## STATED EXERCISE
Reproduce, without any alteration, the section of the entries that opens with the line containing "target | white soccer cleat" and closes with the line containing "x=217 y=229", including both of those lines. Include nothing outside that section.

## GIVEN DATA

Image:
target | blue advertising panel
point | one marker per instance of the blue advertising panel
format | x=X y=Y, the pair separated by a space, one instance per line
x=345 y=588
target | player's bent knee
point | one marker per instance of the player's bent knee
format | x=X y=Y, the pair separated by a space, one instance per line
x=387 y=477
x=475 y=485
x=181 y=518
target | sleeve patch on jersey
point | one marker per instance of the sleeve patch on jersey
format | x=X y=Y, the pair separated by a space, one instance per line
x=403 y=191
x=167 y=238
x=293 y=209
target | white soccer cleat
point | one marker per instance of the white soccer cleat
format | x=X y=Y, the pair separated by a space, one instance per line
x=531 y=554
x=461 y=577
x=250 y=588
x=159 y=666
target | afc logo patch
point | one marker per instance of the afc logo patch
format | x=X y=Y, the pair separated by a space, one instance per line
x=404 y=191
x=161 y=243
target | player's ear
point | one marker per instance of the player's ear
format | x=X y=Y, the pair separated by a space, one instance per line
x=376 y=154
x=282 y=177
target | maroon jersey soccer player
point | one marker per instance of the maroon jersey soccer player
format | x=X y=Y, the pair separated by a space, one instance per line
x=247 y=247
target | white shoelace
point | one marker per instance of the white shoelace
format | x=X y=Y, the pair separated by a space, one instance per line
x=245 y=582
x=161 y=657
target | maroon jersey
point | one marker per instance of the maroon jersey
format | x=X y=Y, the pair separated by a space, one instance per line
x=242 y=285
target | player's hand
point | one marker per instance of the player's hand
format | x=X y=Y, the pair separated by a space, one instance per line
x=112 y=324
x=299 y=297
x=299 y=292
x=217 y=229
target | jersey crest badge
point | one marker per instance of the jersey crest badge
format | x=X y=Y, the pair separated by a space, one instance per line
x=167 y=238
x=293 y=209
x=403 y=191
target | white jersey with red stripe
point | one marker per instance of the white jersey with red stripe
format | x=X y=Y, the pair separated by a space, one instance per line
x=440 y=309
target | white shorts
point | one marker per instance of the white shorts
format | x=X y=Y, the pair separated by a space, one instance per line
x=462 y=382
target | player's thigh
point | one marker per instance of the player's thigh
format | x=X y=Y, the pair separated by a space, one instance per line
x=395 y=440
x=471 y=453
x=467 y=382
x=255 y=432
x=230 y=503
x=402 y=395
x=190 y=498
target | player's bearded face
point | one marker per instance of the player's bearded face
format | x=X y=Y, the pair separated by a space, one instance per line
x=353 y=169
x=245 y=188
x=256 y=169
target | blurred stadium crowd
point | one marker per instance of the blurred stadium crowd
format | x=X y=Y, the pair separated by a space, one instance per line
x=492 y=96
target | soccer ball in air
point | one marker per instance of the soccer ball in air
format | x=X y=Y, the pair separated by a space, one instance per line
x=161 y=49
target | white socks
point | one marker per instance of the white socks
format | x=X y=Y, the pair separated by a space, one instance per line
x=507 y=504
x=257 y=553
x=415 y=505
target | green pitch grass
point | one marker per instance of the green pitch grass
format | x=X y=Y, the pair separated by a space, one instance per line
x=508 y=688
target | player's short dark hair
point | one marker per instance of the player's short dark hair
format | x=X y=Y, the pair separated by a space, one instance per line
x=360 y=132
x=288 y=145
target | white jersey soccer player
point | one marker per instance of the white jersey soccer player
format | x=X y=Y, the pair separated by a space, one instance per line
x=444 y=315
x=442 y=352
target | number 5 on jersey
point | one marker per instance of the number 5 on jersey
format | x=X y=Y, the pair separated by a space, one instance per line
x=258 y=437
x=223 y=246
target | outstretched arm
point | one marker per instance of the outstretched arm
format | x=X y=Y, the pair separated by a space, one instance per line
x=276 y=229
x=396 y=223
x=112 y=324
==
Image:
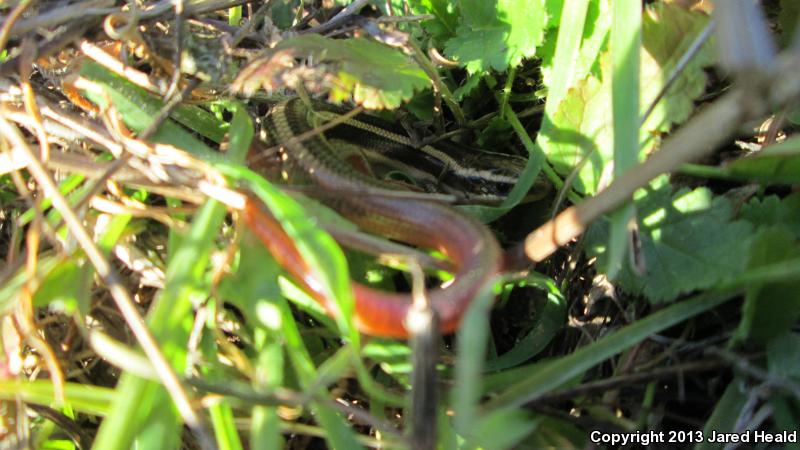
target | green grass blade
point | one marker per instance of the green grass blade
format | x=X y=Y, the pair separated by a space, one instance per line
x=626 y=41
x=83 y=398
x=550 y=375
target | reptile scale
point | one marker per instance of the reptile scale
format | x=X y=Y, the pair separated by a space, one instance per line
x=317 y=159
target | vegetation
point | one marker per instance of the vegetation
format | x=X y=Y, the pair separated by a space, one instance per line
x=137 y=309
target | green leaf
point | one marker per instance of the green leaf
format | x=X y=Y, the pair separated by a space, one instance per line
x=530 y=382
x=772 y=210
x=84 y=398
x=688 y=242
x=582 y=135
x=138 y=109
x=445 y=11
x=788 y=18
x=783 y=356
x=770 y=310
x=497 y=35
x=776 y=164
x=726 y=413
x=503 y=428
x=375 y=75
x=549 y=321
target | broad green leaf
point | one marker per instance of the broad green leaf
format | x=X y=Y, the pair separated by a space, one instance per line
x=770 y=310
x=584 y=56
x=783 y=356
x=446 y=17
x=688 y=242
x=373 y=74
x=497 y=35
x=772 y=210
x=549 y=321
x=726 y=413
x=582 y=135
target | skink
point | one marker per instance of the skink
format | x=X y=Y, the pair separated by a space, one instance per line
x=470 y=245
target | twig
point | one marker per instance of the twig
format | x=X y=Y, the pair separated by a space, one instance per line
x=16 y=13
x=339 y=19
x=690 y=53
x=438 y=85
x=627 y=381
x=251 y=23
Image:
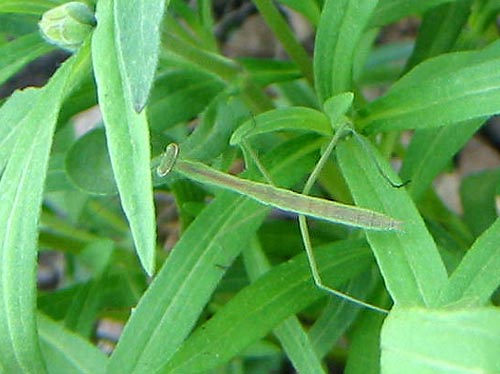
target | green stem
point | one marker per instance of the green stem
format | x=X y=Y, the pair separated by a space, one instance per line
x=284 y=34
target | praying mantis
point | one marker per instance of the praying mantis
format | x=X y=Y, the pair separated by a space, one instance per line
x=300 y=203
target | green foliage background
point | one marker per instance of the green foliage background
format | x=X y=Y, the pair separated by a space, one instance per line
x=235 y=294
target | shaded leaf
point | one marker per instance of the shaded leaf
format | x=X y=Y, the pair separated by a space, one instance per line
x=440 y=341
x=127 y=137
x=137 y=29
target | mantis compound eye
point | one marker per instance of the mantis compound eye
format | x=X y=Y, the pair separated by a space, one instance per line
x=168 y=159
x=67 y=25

## WORKED SOLUTION
target | white soccer cleat
point | one marker per instance of the white soccer cleat
format | x=X y=Y, the pair separated by a space, one instance per line
x=531 y=554
x=461 y=577
x=250 y=588
x=159 y=666
target | afc logo patch
point | one marker per instance of the afc logo patch
format | x=X y=Y, the pair separated by a space, one instance per line
x=404 y=191
x=161 y=243
target | player's ear
point | one marker per instance of the player's ear
format | x=X y=Y, the pair separated by a space, one instance per line
x=376 y=154
x=282 y=177
target | maroon jersey soccer player
point | one marker per instance of the maroon jersey soccer player
format | x=X y=Y, the pair separated by a space, one instance per line
x=247 y=247
target | white shoelace
point | one marker per instance of the white shoelace
format | x=X y=Y, the pair separated by a space, one instance per line
x=245 y=582
x=161 y=657
target | maroon jersey
point | one marker per instance of the maroon jersey
format | x=X y=Y, the pair separated by a space, one instance per line
x=242 y=285
target | player's hand
point | one marker per instance of the player's hand
format | x=X y=Y, the pair separated by a space, one instance per line
x=112 y=324
x=299 y=297
x=299 y=292
x=217 y=229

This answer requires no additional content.